Go through the listing and copy every line word for word.

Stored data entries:
::::::::::

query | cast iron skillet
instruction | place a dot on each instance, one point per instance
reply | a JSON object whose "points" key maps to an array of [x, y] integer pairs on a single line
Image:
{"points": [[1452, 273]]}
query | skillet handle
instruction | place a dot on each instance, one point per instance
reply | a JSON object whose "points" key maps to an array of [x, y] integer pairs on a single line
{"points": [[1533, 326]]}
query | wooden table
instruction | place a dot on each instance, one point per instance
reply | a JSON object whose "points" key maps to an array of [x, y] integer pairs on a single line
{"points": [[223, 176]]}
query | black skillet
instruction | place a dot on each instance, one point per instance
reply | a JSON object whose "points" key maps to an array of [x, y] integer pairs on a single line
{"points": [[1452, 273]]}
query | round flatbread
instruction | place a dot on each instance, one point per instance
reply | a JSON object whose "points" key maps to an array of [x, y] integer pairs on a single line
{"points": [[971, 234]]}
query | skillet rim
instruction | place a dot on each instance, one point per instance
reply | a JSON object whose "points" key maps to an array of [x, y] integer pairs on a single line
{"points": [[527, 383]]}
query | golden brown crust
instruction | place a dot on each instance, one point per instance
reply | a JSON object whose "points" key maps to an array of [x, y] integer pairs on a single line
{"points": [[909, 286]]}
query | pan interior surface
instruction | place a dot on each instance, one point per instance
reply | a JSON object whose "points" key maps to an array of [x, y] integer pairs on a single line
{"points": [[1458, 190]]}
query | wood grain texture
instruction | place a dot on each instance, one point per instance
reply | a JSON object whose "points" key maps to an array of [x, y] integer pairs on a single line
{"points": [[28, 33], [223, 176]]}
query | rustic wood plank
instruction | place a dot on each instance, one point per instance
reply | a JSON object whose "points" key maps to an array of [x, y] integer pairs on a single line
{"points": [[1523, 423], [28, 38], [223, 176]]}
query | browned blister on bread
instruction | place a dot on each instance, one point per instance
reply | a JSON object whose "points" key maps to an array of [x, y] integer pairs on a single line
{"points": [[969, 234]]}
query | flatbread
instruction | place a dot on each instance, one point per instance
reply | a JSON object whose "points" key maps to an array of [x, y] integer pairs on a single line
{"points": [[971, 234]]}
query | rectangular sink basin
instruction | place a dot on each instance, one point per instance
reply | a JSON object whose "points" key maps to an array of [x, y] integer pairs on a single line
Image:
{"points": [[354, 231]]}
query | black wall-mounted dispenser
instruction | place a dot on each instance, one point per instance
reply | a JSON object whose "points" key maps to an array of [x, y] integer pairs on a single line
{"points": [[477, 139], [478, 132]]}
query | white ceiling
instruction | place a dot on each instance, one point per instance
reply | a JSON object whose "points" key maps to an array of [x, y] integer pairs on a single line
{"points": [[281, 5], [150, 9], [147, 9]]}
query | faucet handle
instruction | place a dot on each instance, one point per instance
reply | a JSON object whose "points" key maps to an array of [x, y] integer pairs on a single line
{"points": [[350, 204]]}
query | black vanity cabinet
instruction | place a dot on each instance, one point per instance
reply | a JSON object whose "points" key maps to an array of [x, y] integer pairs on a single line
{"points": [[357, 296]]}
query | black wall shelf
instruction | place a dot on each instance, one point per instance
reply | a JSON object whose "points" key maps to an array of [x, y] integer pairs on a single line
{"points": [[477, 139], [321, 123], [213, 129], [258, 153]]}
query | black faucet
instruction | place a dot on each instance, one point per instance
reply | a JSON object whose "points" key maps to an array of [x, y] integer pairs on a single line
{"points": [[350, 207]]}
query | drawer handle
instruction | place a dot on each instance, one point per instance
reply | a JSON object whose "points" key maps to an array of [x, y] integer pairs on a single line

::::::::::

◆ The answer ◆
query | cast iron skillet
instruction | place a dot on each instance, one point per instance
reply | a JSON object whose "points" key maps to an array of [x, y] integer pairs on a single line
Image:
{"points": [[1452, 273]]}
query | skillet handle
instruction | place a dot on each instance, one point per instance
reply | a JSON object whose "points" key maps to an array of [x, y] integer pairs on a single line
{"points": [[1533, 326]]}
query | wooden table
instruction | place a dot on each instance, one point per instance
reply | a JSON object whose "points" key maps to an array of [x, y] integer pairs on a single line
{"points": [[223, 176]]}
query | black skillet
instruction | place a dot on each instance, one point per instance
reply | a JSON object whose "points" key maps to an array of [x, y] integer pairs on a single line
{"points": [[1452, 273]]}
query | round flatbread
instruction | place a dot on each instance, one point per instance
reply | a JSON object whose "points" key maps to an array of [x, y] integer pairs on a single line
{"points": [[971, 234]]}
query | skillet rim
instruction | place a dot on each instance, one point per instance
reply | a JSON object whose "points" key maps to an array of [x, y] integer pairs on a single line
{"points": [[527, 383]]}
query | golden brown crust
instruction | place a dot on each instance, one point per instance
reply | a JSON object whose "points" key maps to an array of [x, y] integer pairs on a single line
{"points": [[909, 286]]}
query | pan interior surface
instruction | place a dot on each instance, one point per instance
reply | a JSON object whose "points" key maps to an array of [x, y] integer pairs on a single line
{"points": [[1458, 190]]}
query | wood grain texture
instruction | place a dot on each instance, one point per instance
reply | a JSON object whose "points" key maps to an array of [x, y] integer pairs on a single line
{"points": [[28, 33], [223, 176]]}
query | rustic wood plank
instruction | place a dot on each instance, one point per instance
reply | a JSON object whose "points" key maps to an array of [x, y] integer pairs on a single line
{"points": [[1523, 423], [28, 38], [223, 176]]}
query | browned blister on bread
instruction | place a dot on each instance, one point per instance
reply | a JSON object whose "points" key maps to an array of [x, y] integer pairs on a single line
{"points": [[969, 234]]}
query | flatbread
instruction | place a dot on each instance, one point per instance
reply | a JSON object whose "points" key maps to an array of [x, y] integer pairs on a single line
{"points": [[971, 234]]}
query | rectangular sink basin
instruction | place a dot on each instance, one point per instance
reply | a JSON object whose "points" key maps to an array of [x, y] integer pairs on a single line
Image:
{"points": [[354, 231]]}
query | black wall-mounted dispenser
instruction | place a dot on each instance, one point per instance
reply | a JSON object whose "points" key maps to an array of [x, y] integer pairs on a single line
{"points": [[477, 139], [478, 132]]}
query | white ceiling
instruction | place a dot on each instance, one point per instance
reply | a JSON object whose "points" key maps to an array of [x, y] integer pairs on a single line
{"points": [[281, 5], [150, 9], [147, 9]]}
query | faucet handle
instruction | place a dot on each instance, one point per instance
reply | a JSON object whose "points" key maps to an array of [x, y] integer pairs on a single line
{"points": [[350, 204]]}
query | black vanity cabinet
instruction | place a dot on each instance, one point per instance
reply | a JSON object whose "points" key maps to an array of [x, y] integer pairs on a single line
{"points": [[357, 296]]}
query | black wall shelf
instruction | place a dot on each instance, one point per instance
reply | a JSON object whose "points" key maps to an array of [x, y] integer pairs on a single line
{"points": [[477, 139], [321, 123], [213, 129], [258, 153]]}
query | black faucet
instruction | place a dot on each instance, one point per instance
reply | a JSON object whose "points" key maps to an array of [x, y] integer pairs on a single line
{"points": [[350, 207]]}
query | drawer handle
instruction | place a dot on each instance, one point per instance
reply | a JSON object whose "points" key maps to an array of [x, y] integer pairs on a single line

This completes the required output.